• _What you will do_: Reproduce the entries below word for word, from their start through the line that contains "137), (75, 125)]", with both ends included. Leave the pictures out of your answer.
#####
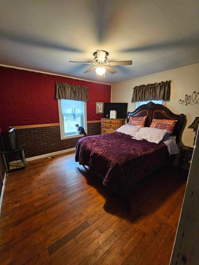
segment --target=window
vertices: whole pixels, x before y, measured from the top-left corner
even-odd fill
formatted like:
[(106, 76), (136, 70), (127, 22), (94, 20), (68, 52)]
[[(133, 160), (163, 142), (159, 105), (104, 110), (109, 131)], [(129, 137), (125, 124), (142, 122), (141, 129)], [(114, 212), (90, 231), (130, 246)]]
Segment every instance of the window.
[(87, 131), (86, 103), (69, 99), (58, 100), (61, 139), (79, 137), (75, 125)]
[(163, 100), (161, 99), (161, 100), (148, 100), (148, 101), (138, 101), (136, 102), (136, 108), (141, 106), (141, 105), (143, 105), (143, 104), (147, 104), (148, 102), (150, 101), (152, 101), (154, 103), (156, 104), (162, 104)]

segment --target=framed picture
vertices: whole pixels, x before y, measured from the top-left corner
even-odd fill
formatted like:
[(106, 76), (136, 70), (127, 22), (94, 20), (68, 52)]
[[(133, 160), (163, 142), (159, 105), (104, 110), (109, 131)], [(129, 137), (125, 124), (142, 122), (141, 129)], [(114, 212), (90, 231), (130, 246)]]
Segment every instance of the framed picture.
[(96, 102), (96, 113), (104, 113), (103, 102)]

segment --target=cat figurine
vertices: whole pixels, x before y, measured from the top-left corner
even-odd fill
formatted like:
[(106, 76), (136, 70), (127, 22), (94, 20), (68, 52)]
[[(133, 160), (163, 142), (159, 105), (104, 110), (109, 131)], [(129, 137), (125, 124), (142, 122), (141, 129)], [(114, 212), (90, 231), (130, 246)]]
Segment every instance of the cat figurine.
[(82, 126), (79, 126), (79, 124), (76, 124), (75, 127), (78, 134), (83, 135), (84, 136), (87, 136), (87, 135)]

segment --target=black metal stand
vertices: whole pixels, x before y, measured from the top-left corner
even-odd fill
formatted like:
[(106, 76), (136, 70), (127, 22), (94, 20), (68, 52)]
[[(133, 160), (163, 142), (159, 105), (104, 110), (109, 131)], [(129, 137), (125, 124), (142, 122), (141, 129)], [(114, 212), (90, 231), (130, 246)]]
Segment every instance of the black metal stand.
[[(12, 153), (15, 153), (17, 152), (21, 152), (23, 158), (23, 166), (20, 166), (16, 168), (13, 168), (11, 169), (10, 169), (10, 165), (9, 164), (9, 159), (7, 157), (7, 155), (8, 154), (11, 154)], [(26, 164), (25, 163), (25, 155), (24, 154), (24, 150), (23, 147), (22, 146), (19, 146), (18, 148), (13, 150), (4, 150), (2, 151), (2, 152), (3, 161), (6, 167), (6, 172), (7, 173), (9, 172), (12, 172), (13, 171), (15, 171), (16, 170), (19, 170), (20, 169), (22, 169), (23, 168), (25, 168), (26, 167)], [(8, 164), (7, 161), (8, 162)]]

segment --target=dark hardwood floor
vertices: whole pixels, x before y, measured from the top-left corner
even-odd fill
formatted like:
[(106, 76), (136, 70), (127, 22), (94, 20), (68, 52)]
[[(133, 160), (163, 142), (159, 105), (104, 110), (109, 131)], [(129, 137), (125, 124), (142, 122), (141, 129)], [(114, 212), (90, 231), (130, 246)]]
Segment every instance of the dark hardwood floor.
[(74, 157), (7, 176), (1, 264), (169, 264), (188, 171), (174, 167), (145, 178), (132, 191), (128, 213)]

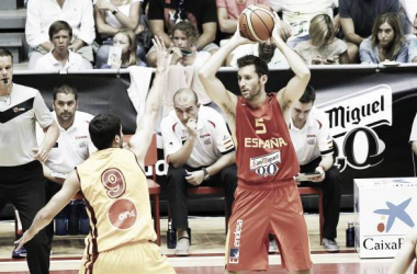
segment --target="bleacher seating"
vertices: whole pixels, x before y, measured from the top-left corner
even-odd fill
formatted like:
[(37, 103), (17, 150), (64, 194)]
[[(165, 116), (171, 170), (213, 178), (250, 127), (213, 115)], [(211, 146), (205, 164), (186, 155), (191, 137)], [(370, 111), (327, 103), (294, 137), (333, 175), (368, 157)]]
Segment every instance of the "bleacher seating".
[(26, 9), (23, 0), (0, 1), (0, 47), (13, 54), (15, 64), (26, 59), (27, 46), (24, 36)]

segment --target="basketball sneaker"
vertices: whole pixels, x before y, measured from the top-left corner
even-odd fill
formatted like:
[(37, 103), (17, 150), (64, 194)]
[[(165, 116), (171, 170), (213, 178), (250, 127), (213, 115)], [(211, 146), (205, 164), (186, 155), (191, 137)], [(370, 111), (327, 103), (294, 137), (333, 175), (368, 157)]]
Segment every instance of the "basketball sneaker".
[(330, 253), (339, 252), (340, 250), (335, 239), (330, 240), (330, 239), (323, 238), (322, 246), (327, 252), (330, 252)]
[(13, 259), (21, 259), (27, 256), (27, 251), (24, 247), (22, 247), (20, 250), (16, 250), (18, 246), (14, 247), (14, 250), (12, 252)]
[(190, 254), (189, 249), (190, 249), (190, 239), (188, 237), (181, 237), (177, 242), (174, 255), (188, 256)]

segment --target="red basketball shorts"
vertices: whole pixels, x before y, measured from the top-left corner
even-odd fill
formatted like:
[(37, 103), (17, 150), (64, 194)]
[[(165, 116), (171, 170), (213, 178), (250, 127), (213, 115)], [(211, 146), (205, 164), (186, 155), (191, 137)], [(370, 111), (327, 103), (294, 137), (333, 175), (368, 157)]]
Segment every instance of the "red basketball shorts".
[(282, 267), (309, 270), (309, 241), (297, 186), (286, 182), (248, 185), (235, 193), (226, 239), (228, 271), (268, 269), (269, 233), (277, 239)]

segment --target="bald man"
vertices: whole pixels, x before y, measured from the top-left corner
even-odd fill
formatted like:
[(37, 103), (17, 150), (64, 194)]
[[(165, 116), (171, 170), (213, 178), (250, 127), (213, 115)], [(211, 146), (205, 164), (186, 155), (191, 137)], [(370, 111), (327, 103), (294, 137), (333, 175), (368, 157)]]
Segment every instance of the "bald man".
[(177, 229), (176, 255), (189, 255), (187, 189), (199, 185), (225, 187), (226, 218), (232, 213), (237, 185), (235, 146), (223, 116), (200, 105), (194, 91), (173, 95), (173, 111), (161, 122), (168, 169), (168, 203)]

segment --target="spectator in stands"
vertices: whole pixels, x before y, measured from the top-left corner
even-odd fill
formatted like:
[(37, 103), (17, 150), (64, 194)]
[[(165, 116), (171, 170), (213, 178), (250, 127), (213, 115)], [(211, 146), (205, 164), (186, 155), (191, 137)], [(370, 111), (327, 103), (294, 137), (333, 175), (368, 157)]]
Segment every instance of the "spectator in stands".
[[(405, 236), (401, 250), (395, 255), (387, 274), (406, 274), (410, 273), (408, 267), (417, 258), (417, 228), (412, 228)], [(414, 272), (417, 273), (417, 263), (414, 265)]]
[(268, 0), (216, 0), (216, 2), (221, 39), (228, 39), (236, 32), (239, 15), (246, 7), (255, 3), (269, 7)]
[(92, 2), (86, 0), (31, 0), (27, 2), (26, 42), (31, 47), (29, 69), (35, 69), (36, 61), (49, 53), (54, 45), (48, 39), (49, 26), (55, 21), (66, 21), (72, 27), (69, 48), (93, 61), (91, 43), (94, 41), (94, 18)]
[(399, 19), (404, 35), (413, 33), (413, 25), (417, 14), (417, 1), (399, 0)]
[[(308, 85), (300, 100), (293, 104), (289, 128), (300, 162), (300, 172), (318, 173), (312, 182), (323, 190), (325, 224), (322, 244), (327, 252), (338, 252), (339, 247), (335, 239), (340, 215), (341, 180), (339, 170), (334, 165), (328, 117), (313, 107), (315, 99), (316, 93)], [(302, 185), (311, 183), (302, 182)]]
[[(172, 27), (180, 21), (190, 21), (199, 31), (196, 49), (213, 54), (218, 49), (214, 44), (217, 32), (217, 13), (215, 0), (153, 0), (149, 1), (149, 25), (154, 35), (161, 36), (168, 47), (172, 42)], [(156, 52), (150, 48), (148, 66), (155, 67)]]
[(266, 42), (259, 42), (256, 44), (246, 44), (238, 46), (232, 54), (227, 57), (229, 61), (226, 60), (228, 66), (237, 67), (237, 59), (245, 55), (255, 55), (260, 57), (264, 62), (268, 64), (268, 68), (288, 68), (289, 64), (283, 54), (278, 49), (270, 39)]
[(161, 122), (168, 168), (168, 203), (177, 229), (176, 255), (188, 255), (187, 189), (199, 185), (225, 187), (228, 216), (237, 185), (235, 146), (222, 115), (200, 105), (194, 91), (180, 89), (174, 110)]
[(401, 30), (399, 18), (395, 13), (384, 13), (376, 18), (371, 37), (359, 48), (361, 62), (408, 61), (408, 45)]
[(144, 61), (137, 58), (136, 36), (133, 31), (127, 28), (120, 30), (113, 37), (113, 47), (121, 47), (122, 55), (113, 54), (112, 58), (110, 58), (110, 64), (104, 62), (101, 66), (102, 69), (127, 68), (135, 65), (146, 66)]
[(417, 62), (417, 13), (413, 22), (413, 35), (408, 37), (408, 61)]
[[(45, 179), (42, 164), (58, 139), (58, 126), (38, 90), (13, 81), (13, 56), (0, 48), (0, 212), (8, 203), (19, 210), (23, 231), (45, 205)], [(36, 122), (45, 130), (37, 146)], [(49, 270), (47, 238), (44, 230), (25, 246), (32, 274)]]
[(412, 142), (414, 155), (417, 157), (417, 113), (413, 122), (412, 134), (409, 136), (409, 142)]
[(339, 0), (340, 24), (348, 45), (349, 62), (358, 62), (359, 45), (372, 34), (382, 13), (397, 13), (398, 0)]
[(307, 65), (349, 64), (348, 46), (335, 37), (335, 27), (329, 15), (314, 16), (308, 32), (311, 38), (295, 46), (295, 53)]
[(210, 58), (207, 52), (198, 52), (196, 43), (199, 33), (194, 25), (188, 21), (181, 21), (172, 27), (172, 59), (171, 65), (195, 66), (200, 68)]
[[(58, 123), (59, 138), (49, 151), (49, 158), (44, 163), (46, 182), (46, 204), (60, 190), (64, 179), (54, 176), (60, 173), (67, 176), (75, 167), (82, 163), (97, 148), (92, 145), (88, 126), (93, 118), (91, 114), (78, 111), (77, 89), (61, 84), (54, 90), (52, 115)], [(41, 127), (36, 128), (36, 138), (40, 142), (45, 134)], [(49, 248), (54, 237), (54, 224), (45, 228)]]
[[(140, 0), (94, 0), (95, 25), (101, 38), (104, 38), (95, 56), (95, 68), (101, 68), (109, 58), (113, 37), (122, 28), (127, 28), (139, 34)], [(136, 33), (137, 32), (137, 33)], [(136, 56), (146, 61), (145, 47), (136, 37)]]
[(334, 18), (334, 8), (338, 7), (336, 0), (270, 0), (271, 7), (277, 12), (282, 12), (281, 37), (290, 47), (294, 48), (300, 42), (309, 39), (309, 22), (317, 14), (328, 14), (335, 24), (336, 33), (339, 32), (339, 15)]
[(81, 55), (69, 50), (72, 27), (65, 21), (56, 21), (49, 27), (49, 41), (54, 46), (36, 61), (36, 70), (86, 70), (92, 69), (91, 62)]

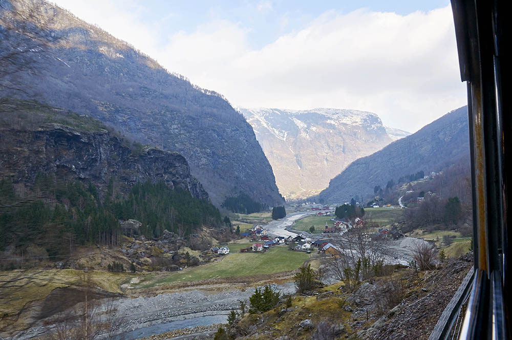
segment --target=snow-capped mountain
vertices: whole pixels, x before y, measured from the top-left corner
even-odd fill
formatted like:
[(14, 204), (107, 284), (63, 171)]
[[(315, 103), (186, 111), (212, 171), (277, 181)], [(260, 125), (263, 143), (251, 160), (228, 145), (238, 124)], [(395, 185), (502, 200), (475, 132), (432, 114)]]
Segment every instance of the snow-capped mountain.
[(285, 197), (318, 194), (357, 158), (393, 141), (371, 112), (238, 108), (252, 126)]
[(393, 140), (398, 140), (400, 138), (403, 138), (411, 135), (410, 132), (404, 131), (396, 128), (391, 128), (385, 125), (384, 128), (386, 129), (386, 132), (388, 133), (388, 134), (389, 135), (389, 136)]

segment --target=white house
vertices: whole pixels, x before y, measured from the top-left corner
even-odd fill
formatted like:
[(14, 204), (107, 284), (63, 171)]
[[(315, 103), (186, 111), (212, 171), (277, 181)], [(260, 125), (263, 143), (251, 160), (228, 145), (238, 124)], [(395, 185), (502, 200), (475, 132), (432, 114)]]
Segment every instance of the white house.
[(311, 245), (307, 242), (302, 241), (297, 245), (297, 248), (302, 250), (309, 250), (311, 248)]
[(253, 251), (261, 251), (263, 250), (263, 245), (261, 243), (253, 243), (252, 244)]
[(285, 243), (285, 237), (284, 236), (278, 236), (275, 238), (275, 241), (279, 242), (280, 243)]
[(221, 247), (217, 251), (218, 254), (229, 254), (229, 248), (227, 247)]

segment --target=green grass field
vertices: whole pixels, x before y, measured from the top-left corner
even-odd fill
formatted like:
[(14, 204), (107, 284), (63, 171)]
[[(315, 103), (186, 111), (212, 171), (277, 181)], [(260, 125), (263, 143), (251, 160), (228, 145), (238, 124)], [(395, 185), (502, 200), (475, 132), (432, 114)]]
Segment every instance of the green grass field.
[(241, 232), (244, 232), (247, 229), (252, 229), (252, 226), (254, 225), (252, 223), (246, 223), (240, 221), (231, 221), (231, 224), (233, 225), (233, 229), (235, 230), (237, 225), (240, 226)]
[(293, 270), (300, 267), (309, 257), (309, 254), (304, 252), (289, 250), (287, 247), (284, 246), (269, 249), (263, 253), (230, 253), (222, 261), (211, 264), (168, 274), (147, 275), (141, 283), (140, 288)]
[(458, 258), (470, 251), (471, 239), (454, 242), (444, 249), (444, 254), (449, 257)]
[[(261, 221), (269, 222), (272, 221), (272, 213), (267, 211), (264, 213), (254, 213), (253, 214), (234, 214), (234, 216), (231, 218), (231, 220), (236, 221), (244, 220), (246, 223), (248, 223), (249, 221), (251, 223), (255, 224), (258, 224), (258, 221)], [(233, 223), (233, 224), (236, 225), (234, 223)], [(241, 225), (240, 226), (240, 228), (242, 228)]]
[[(451, 238), (452, 243), (447, 247), (443, 242), (443, 237), (445, 236), (455, 236)], [(453, 230), (433, 230), (425, 232), (421, 229), (416, 229), (411, 233), (411, 236), (425, 241), (434, 241), (436, 245), (444, 249), (444, 253), (447, 257), (458, 258), (470, 251), (471, 244), (471, 237), (463, 237), (458, 231)]]
[[(260, 243), (261, 242), (260, 242)], [(216, 245), (219, 248), (222, 246), (220, 245)], [(241, 249), (244, 248), (248, 248), (249, 247), (252, 246), (252, 243), (230, 243), (229, 244), (226, 245), (226, 246), (229, 248), (229, 253), (233, 252), (239, 252)]]
[(313, 225), (314, 233), (321, 233), (325, 229), (326, 222), (329, 226), (332, 226), (332, 221), (330, 220), (332, 218), (332, 216), (307, 216), (295, 221), (291, 226), (296, 230), (309, 232), (309, 228)]
[(363, 219), (367, 221), (371, 220), (379, 225), (386, 226), (400, 219), (403, 216), (403, 210), (402, 209), (365, 208)]

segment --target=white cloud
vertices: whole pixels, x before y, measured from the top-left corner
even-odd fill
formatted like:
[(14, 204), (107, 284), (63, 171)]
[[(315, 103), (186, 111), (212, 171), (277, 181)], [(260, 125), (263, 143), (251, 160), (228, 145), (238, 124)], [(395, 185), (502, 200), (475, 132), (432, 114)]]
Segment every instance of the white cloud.
[(268, 13), (269, 12), (271, 12), (273, 10), (273, 6), (272, 5), (272, 2), (270, 1), (260, 1), (258, 3), (258, 5), (256, 5), (256, 9), (258, 10), (259, 12), (261, 12), (264, 14)]
[[(59, 1), (234, 105), (364, 110), (414, 132), (465, 103), (449, 6), (406, 16), (328, 11), (254, 50), (244, 23), (216, 19), (192, 33), (172, 33), (158, 45), (151, 30), (113, 0), (79, 2)], [(91, 2), (117, 7), (116, 14), (107, 10), (98, 16)], [(272, 8), (269, 2), (260, 5)]]

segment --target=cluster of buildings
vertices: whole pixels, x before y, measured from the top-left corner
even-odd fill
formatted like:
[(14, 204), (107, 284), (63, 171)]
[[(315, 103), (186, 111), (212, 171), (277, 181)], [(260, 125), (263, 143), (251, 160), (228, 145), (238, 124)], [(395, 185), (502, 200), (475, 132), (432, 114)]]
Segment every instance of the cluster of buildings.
#####
• _Solution to the problem_:
segment --target=window
vertices: whole pixels, x before y, measured from the top-left corner
even-odd fill
formatted like:
[(106, 76), (136, 70), (127, 22), (94, 20), (68, 52)]
[[(133, 160), (163, 142), (159, 105), (104, 110), (109, 131)], [(129, 137), (125, 124), (142, 122), (141, 129)], [(114, 212), (90, 231), (130, 246)]]
Segment every instance of the window.
[(87, 131), (86, 103), (69, 99), (58, 100), (61, 139), (79, 137), (75, 125)]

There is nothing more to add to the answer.